--- START ---

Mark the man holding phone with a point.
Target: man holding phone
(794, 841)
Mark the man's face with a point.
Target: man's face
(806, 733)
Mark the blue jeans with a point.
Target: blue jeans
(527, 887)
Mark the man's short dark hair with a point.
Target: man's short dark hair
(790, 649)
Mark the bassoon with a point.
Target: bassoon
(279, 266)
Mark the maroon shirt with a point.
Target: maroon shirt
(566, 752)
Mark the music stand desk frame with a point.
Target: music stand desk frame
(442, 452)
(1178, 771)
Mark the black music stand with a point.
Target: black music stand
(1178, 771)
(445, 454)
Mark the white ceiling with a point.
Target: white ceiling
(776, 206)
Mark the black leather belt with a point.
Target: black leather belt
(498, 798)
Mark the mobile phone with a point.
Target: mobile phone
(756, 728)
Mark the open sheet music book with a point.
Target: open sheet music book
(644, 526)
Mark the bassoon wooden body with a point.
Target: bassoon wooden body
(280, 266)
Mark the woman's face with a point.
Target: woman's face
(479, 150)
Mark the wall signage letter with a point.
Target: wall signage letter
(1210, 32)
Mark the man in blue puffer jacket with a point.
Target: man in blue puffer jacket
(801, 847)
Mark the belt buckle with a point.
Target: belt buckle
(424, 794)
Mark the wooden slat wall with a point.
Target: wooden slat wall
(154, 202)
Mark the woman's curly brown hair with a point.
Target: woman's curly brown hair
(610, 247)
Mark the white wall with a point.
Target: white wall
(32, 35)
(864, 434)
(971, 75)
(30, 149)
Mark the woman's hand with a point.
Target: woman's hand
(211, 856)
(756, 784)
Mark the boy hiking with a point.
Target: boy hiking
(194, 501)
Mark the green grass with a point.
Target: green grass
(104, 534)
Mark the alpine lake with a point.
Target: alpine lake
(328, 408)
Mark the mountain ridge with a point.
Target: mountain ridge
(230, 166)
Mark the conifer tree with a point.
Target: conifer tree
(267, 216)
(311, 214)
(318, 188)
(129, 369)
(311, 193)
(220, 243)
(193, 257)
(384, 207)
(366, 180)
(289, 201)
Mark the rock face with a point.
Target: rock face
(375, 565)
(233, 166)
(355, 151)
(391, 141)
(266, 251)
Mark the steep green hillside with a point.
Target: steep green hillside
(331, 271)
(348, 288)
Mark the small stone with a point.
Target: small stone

--- END ---

TASK BRIEF >> The expected output is every line of the records in which the string "stone" appears.

EXPECTED OUTPUT >>
Mark the small stone with a point.
Target: small stone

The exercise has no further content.